● Task details
Each of the entries beneath this task should be written out exactly.

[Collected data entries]
━━━━━━━━

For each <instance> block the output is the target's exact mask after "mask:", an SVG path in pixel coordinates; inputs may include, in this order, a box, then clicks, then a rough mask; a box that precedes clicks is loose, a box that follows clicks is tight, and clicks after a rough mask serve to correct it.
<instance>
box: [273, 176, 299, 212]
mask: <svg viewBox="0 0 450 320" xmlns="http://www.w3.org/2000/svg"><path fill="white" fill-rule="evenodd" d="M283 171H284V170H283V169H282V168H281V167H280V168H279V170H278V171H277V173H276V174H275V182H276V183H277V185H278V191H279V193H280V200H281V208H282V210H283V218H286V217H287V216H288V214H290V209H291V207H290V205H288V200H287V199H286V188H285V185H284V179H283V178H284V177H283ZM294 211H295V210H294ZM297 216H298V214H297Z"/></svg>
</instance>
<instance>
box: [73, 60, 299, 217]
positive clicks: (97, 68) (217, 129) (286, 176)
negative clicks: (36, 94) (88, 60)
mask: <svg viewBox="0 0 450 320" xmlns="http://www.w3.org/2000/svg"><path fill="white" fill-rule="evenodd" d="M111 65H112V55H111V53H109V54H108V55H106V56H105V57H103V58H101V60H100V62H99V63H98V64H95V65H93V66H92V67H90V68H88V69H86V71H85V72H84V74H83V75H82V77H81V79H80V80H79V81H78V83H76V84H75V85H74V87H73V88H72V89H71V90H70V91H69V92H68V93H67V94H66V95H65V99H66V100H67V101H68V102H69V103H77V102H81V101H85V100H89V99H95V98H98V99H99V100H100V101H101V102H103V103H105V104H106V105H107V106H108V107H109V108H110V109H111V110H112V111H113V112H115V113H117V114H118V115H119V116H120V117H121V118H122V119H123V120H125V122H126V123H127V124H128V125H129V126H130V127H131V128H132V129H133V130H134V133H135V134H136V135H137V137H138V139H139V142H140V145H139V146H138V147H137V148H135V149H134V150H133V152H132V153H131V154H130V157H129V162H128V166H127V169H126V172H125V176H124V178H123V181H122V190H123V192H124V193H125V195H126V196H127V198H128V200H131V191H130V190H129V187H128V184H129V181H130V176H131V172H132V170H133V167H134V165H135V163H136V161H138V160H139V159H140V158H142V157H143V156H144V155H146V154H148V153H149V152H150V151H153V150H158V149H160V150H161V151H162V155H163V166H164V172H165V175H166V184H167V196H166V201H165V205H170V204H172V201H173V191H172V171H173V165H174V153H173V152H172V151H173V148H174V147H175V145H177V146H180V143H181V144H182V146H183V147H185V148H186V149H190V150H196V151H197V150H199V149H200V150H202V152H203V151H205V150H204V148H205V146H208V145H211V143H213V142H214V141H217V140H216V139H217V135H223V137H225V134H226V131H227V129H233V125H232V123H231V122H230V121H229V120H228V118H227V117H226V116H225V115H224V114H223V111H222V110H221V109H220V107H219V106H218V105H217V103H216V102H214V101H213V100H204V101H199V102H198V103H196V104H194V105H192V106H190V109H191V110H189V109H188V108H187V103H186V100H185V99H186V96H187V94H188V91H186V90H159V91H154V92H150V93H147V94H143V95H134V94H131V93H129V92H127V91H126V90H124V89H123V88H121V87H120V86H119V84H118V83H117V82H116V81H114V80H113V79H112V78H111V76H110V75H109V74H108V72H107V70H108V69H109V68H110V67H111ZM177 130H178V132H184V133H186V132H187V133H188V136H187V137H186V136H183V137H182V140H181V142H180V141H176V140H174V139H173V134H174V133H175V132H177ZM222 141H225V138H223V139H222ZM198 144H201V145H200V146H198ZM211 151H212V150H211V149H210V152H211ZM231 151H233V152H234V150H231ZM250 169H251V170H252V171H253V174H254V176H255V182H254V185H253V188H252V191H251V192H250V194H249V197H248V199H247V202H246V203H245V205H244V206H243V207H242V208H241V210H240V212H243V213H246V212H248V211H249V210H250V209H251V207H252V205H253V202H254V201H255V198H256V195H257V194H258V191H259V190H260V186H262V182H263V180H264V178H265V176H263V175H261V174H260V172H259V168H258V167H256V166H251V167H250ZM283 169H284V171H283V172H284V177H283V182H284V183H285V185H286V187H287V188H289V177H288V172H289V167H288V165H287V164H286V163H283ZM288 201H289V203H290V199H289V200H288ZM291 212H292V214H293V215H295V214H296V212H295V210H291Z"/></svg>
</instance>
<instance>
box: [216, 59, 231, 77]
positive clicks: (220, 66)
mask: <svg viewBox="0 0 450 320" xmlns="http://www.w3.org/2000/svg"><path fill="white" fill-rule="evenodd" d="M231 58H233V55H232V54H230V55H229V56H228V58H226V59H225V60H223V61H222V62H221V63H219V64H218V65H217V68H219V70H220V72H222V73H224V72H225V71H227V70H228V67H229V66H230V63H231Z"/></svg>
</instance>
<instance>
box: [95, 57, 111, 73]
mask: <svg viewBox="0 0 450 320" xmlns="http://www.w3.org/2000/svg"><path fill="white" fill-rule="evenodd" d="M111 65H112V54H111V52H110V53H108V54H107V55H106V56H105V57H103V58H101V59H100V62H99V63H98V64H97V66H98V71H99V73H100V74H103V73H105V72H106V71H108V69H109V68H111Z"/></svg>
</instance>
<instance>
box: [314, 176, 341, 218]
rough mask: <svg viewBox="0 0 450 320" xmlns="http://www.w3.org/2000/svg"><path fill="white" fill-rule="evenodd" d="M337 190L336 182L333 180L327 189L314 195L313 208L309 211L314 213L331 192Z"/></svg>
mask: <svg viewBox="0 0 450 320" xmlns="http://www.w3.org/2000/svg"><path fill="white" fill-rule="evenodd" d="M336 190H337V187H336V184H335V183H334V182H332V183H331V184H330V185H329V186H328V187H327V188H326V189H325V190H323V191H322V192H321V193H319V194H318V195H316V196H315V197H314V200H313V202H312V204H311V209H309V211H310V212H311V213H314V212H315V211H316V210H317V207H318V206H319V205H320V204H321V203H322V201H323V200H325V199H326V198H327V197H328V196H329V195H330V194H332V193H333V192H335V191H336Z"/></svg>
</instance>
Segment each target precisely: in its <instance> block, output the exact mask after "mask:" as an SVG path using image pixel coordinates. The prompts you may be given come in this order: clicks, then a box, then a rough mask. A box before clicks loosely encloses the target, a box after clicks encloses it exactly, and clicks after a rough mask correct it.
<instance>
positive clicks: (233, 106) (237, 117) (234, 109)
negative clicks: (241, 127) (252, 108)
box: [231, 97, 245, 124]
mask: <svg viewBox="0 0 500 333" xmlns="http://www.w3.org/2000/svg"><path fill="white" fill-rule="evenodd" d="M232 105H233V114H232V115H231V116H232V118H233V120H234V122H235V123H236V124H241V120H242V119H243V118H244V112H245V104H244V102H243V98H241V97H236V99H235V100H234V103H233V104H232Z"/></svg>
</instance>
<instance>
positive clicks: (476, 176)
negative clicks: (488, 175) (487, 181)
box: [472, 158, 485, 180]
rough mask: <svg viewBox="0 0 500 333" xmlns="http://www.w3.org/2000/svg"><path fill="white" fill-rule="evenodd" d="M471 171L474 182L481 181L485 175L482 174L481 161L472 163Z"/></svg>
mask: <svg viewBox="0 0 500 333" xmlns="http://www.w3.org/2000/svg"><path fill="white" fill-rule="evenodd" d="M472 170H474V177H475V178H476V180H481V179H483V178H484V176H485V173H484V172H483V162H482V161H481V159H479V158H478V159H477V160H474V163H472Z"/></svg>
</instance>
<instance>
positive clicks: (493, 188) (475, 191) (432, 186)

━━━━━━━━

● Exercise result
For each <instance> block the output is the target's exact mask after "mask:", an SVG path in pixel coordinates; inputs may include, in this order, a box, then clicks, then a rough mask; a box that precedes clicks is loose, a box that follows clicks is tight, and clicks after a rough mask serve to correct it.
<instance>
box: [273, 176, 299, 212]
mask: <svg viewBox="0 0 450 320" xmlns="http://www.w3.org/2000/svg"><path fill="white" fill-rule="evenodd" d="M283 171H284V170H283V169H282V168H281V167H280V168H279V170H278V171H277V173H276V174H275V182H276V183H277V185H278V191H279V193H280V200H281V208H282V210H283V218H286V217H287V216H288V214H290V209H291V207H290V205H288V200H287V199H286V188H285V185H284V179H283V178H284V177H283ZM294 211H295V210H294ZM297 216H298V214H297Z"/></svg>
</instance>
<instance>
box: [73, 60, 299, 217]
positive clicks: (97, 68) (217, 129) (286, 176)
negative clicks: (36, 94) (88, 60)
mask: <svg viewBox="0 0 450 320" xmlns="http://www.w3.org/2000/svg"><path fill="white" fill-rule="evenodd" d="M111 65H112V55H111V53H109V54H108V55H106V56H105V57H103V58H101V60H100V62H99V63H98V64H95V65H93V66H92V67H90V68H88V69H86V71H85V72H84V74H83V75H82V77H81V79H80V80H79V81H78V83H76V84H75V85H74V87H73V88H72V89H71V90H70V91H69V92H68V93H67V94H66V95H65V99H66V100H67V101H68V102H69V103H77V102H81V101H85V100H89V99H95V98H98V99H99V100H100V101H101V102H103V103H105V104H106V105H107V106H108V107H109V108H110V109H111V110H112V111H113V112H115V113H117V114H118V115H119V116H120V117H121V118H122V119H123V120H125V122H126V123H127V124H128V125H129V126H130V127H131V128H132V129H133V130H134V133H135V134H136V135H137V137H138V139H139V142H140V145H139V146H138V147H137V148H135V149H134V150H133V152H132V153H131V154H130V157H129V162H128V166H127V169H126V172H125V176H124V178H123V181H122V190H123V192H124V193H125V195H126V196H127V198H128V200H131V191H130V190H129V187H128V184H129V181H130V176H131V172H132V170H133V167H134V165H135V163H136V161H138V160H139V159H140V158H142V157H143V156H144V155H146V154H148V153H149V152H150V151H153V150H158V149H160V150H161V151H162V155H163V166H164V172H165V175H166V184H167V196H166V201H165V205H170V204H172V201H173V191H172V171H173V165H174V153H173V152H172V151H173V148H174V147H175V145H177V146H180V143H181V144H182V146H183V147H185V148H186V149H190V150H196V151H197V150H199V149H200V150H202V152H203V151H205V150H204V148H205V146H208V145H211V143H213V142H214V141H217V140H216V139H217V135H223V137H225V134H226V131H227V129H233V125H232V123H231V122H230V121H229V120H228V118H227V117H226V116H225V115H224V114H223V111H222V110H221V109H220V107H219V106H218V105H217V103H216V102H214V101H213V100H204V101H199V102H198V103H196V104H194V105H192V106H190V109H191V110H189V109H188V108H187V103H186V100H185V99H186V96H187V94H188V91H186V90H159V91H154V92H150V93H147V94H143V95H134V94H131V93H129V92H127V91H126V90H124V89H123V88H121V87H120V86H119V84H118V83H117V82H116V81H114V80H113V79H112V78H111V76H110V75H109V74H108V72H107V70H108V69H109V68H110V67H111ZM177 130H178V132H184V133H186V132H187V133H188V136H187V137H186V136H183V137H182V140H181V142H180V141H176V140H174V139H173V134H174V133H175V132H177ZM222 141H225V138H223V139H222ZM198 144H201V145H200V146H198ZM211 151H212V150H211V149H210V152H211ZM231 151H233V152H234V150H231ZM250 169H251V170H252V171H253V174H254V176H255V182H254V185H253V188H252V191H251V192H250V194H249V197H248V199H247V202H246V203H245V205H244V206H243V207H242V208H241V210H240V212H243V213H246V212H248V211H249V210H250V209H251V207H252V205H253V202H254V201H255V198H256V195H257V194H258V191H259V190H260V186H262V182H263V180H264V178H265V176H263V175H261V174H260V172H259V168H258V167H256V166H251V167H250ZM283 169H284V171H283V172H284V177H283V182H284V183H285V185H286V187H287V188H289V177H288V172H289V167H288V165H287V164H286V163H283ZM288 201H289V203H290V199H289V200H288ZM291 212H292V214H293V215H295V214H296V212H295V210H291Z"/></svg>
</instance>
<instance>
box: [216, 59, 231, 77]
positive clicks: (220, 66)
mask: <svg viewBox="0 0 450 320" xmlns="http://www.w3.org/2000/svg"><path fill="white" fill-rule="evenodd" d="M231 58H233V55H232V54H230V55H229V56H228V58H226V59H225V60H223V61H222V62H221V63H219V64H218V65H217V68H219V70H220V72H222V73H224V72H225V71H227V70H228V67H229V66H230V63H231Z"/></svg>
</instance>
<instance>
box: [95, 57, 111, 73]
mask: <svg viewBox="0 0 450 320" xmlns="http://www.w3.org/2000/svg"><path fill="white" fill-rule="evenodd" d="M111 65H112V54H111V52H110V53H108V54H107V55H106V56H105V57H103V58H101V59H100V62H99V63H98V64H97V66H98V71H99V73H100V74H103V73H105V72H106V71H108V69H109V68H111Z"/></svg>
</instance>
<instance>
box: [314, 176, 341, 218]
rough mask: <svg viewBox="0 0 450 320" xmlns="http://www.w3.org/2000/svg"><path fill="white" fill-rule="evenodd" d="M337 190L336 182L333 180L327 189L314 195L313 208L309 211L314 213L331 192Z"/></svg>
mask: <svg viewBox="0 0 450 320" xmlns="http://www.w3.org/2000/svg"><path fill="white" fill-rule="evenodd" d="M336 190H337V187H336V184H335V183H334V182H332V183H331V184H330V185H329V186H328V187H327V188H326V189H325V190H323V191H322V192H321V193H319V194H318V195H316V196H315V197H314V200H313V202H312V204H311V209H309V211H310V212H311V213H314V212H315V211H316V210H317V207H318V206H319V205H320V204H321V203H322V201H323V200H325V199H326V198H327V197H328V196H329V195H330V194H332V193H333V192H335V191H336Z"/></svg>
</instance>
Segment each target precisely: in its <instance> block, output the exact mask after "mask:" as an SVG path using image pixel coordinates. The prompts you may be given come in this order: clicks, then a box, then a rough mask. A box before clicks loosely encloses the target, a box after clicks encloses it exactly, and clicks after a rough mask correct it.
<instance>
positive clicks: (233, 106) (237, 117) (234, 109)
negative clicks: (241, 127) (252, 108)
box: [231, 97, 245, 124]
mask: <svg viewBox="0 0 500 333" xmlns="http://www.w3.org/2000/svg"><path fill="white" fill-rule="evenodd" d="M232 105H233V114H232V115H231V116H232V118H233V120H234V122H235V123H236V124H241V120H242V119H243V118H244V112H245V104H244V102H243V98H241V97H236V99H235V100H234V103H233V104H232Z"/></svg>
</instance>
<instance>
positive clicks: (476, 176)
negative clicks: (488, 175) (487, 181)
box: [472, 158, 485, 180]
rough mask: <svg viewBox="0 0 500 333" xmlns="http://www.w3.org/2000/svg"><path fill="white" fill-rule="evenodd" d="M471 171L474 182L481 181L485 175L482 174L481 161L472 163Z"/></svg>
mask: <svg viewBox="0 0 500 333" xmlns="http://www.w3.org/2000/svg"><path fill="white" fill-rule="evenodd" d="M472 170H474V177H475V178H476V180H481V179H483V178H484V176H485V173H484V172H483V162H482V161H481V159H479V158H478V159H477V160H474V163H472Z"/></svg>
</instance>
<instance>
positive clicks: (493, 188) (475, 191) (432, 186)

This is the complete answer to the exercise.